──────── Supplied data

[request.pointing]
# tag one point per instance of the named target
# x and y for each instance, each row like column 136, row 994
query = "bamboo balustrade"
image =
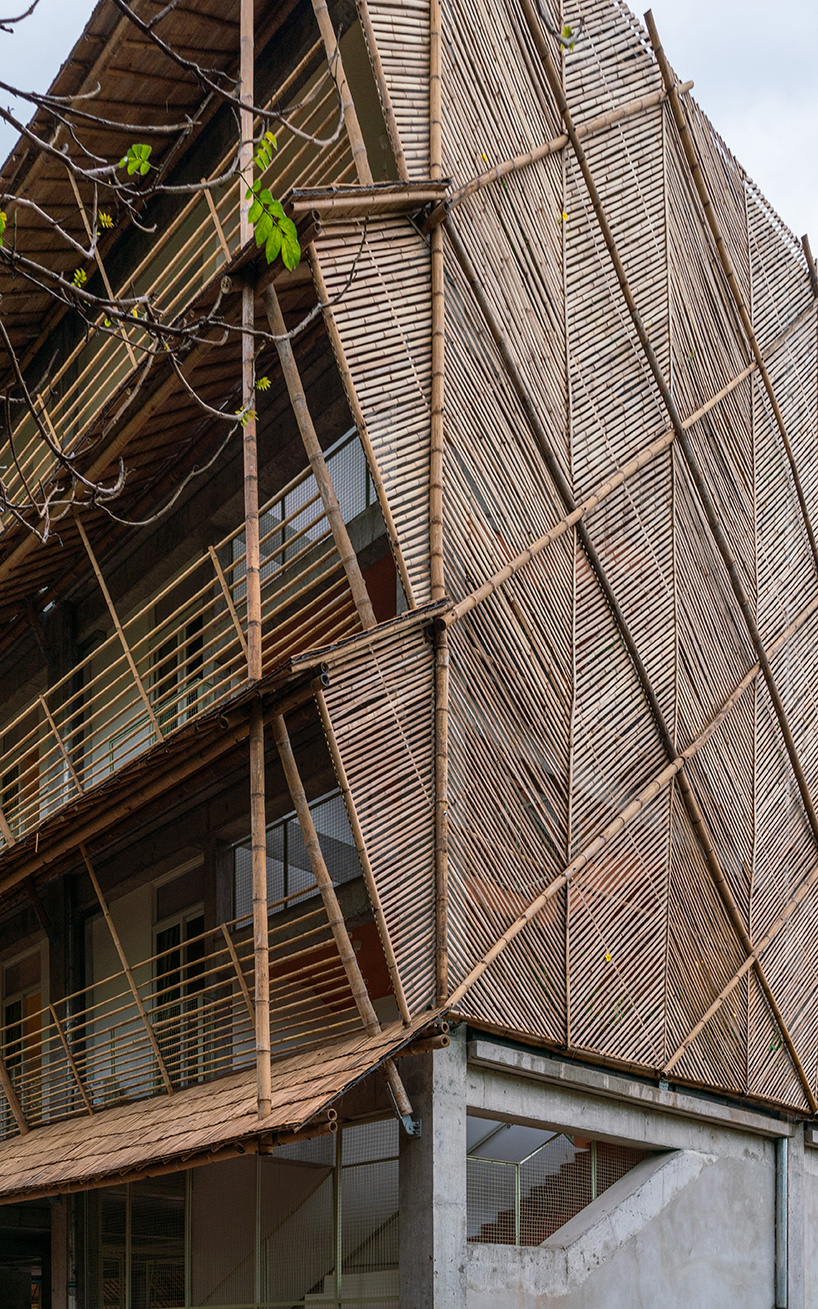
column 97, row 1047
column 178, row 656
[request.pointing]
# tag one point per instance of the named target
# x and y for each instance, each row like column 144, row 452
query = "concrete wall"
column 691, row 1225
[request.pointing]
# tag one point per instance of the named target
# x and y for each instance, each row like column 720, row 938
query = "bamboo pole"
column 441, row 809
column 228, row 598
column 314, row 454
column 727, row 263
column 335, row 918
column 126, row 969
column 337, row 71
column 363, row 854
column 810, row 263
column 552, row 147
column 261, row 944
column 71, row 1059
column 13, row 1100
column 360, row 422
column 382, row 85
column 126, row 648
column 240, row 974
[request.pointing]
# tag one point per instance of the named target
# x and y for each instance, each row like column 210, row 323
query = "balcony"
column 183, row 653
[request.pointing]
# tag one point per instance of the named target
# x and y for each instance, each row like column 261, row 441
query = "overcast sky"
column 754, row 77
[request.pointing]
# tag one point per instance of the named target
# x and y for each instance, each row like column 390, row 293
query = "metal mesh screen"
column 288, row 867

────────────────

> What to do: List every line above that contains the word "bamboo". Case counts.

> Output of the exercise:
query = "bamboo balustrade"
query = "bamboo pole"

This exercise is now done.